§ **TASK DESCRIPTION**
Please output the listing below character for character and omit the images.

****************************************

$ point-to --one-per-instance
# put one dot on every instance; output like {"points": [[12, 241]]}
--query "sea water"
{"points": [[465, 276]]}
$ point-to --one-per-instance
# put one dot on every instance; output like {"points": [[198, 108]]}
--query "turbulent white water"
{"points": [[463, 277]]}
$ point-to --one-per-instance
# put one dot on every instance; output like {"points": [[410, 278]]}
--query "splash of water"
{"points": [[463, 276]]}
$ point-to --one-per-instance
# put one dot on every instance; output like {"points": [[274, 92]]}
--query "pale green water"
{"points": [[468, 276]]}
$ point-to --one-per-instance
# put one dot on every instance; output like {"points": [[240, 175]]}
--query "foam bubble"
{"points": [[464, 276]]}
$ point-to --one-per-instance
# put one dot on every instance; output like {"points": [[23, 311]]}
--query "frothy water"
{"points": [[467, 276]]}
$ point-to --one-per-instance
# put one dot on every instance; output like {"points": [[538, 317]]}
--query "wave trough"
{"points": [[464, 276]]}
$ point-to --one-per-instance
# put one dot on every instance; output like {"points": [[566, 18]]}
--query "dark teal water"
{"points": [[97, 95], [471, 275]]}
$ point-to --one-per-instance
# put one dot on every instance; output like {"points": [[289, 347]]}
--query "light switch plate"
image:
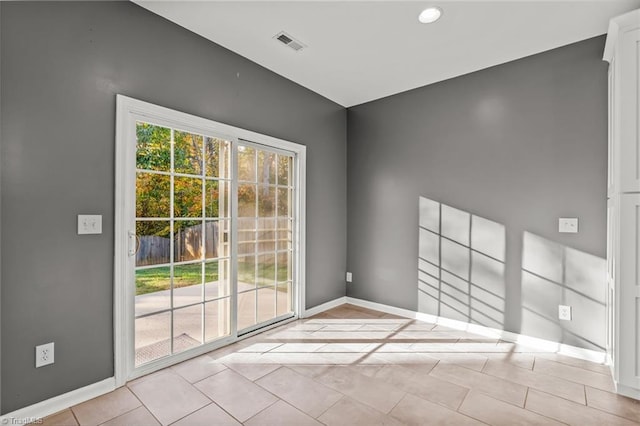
{"points": [[568, 225], [89, 224]]}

****************************************

§ **EXERCISE ANSWER**
$ point-to --one-per-instance
# put one dot on every instance; output like {"points": [[12, 241]]}
--query "sea water"
{"points": [[465, 276]]}
$ point-to --one-per-instance
# put one dot on every instance; output like {"points": [[198, 108]]}
--query "turbulent white water"
{"points": [[463, 277]]}
$ point-to --one-per-instance
# put one dot on every instance; output like {"points": [[410, 278]]}
--query "splash of water"
{"points": [[463, 276]]}
$ point-to --one-per-instance
# put one dot on every instance; output like {"points": [[274, 92]]}
--query "pale green water"
{"points": [[468, 276]]}
$ point-to --one-per-instance
# put one dot on every instance; output like {"points": [[240, 175]]}
--query "foam bubble"
{"points": [[464, 276]]}
$ point-to --one-per-instance
# put one dot on every instance; output like {"points": [[23, 311]]}
--query "frothy water"
{"points": [[467, 276]]}
$ point-to --one-per-instance
# put one dot on every instance; output like {"points": [[538, 317]]}
--query "wave trough"
{"points": [[464, 276]]}
$ point-to --one-per-instance
# put one dot on every instance; output like {"points": [[566, 18]]}
--query "dark teal water"
{"points": [[97, 95], [471, 275]]}
$ point-to --one-per-instance
# put one dot on every instance; output like {"points": [[289, 347]]}
--query "light switch plate"
image:
{"points": [[568, 225], [89, 224]]}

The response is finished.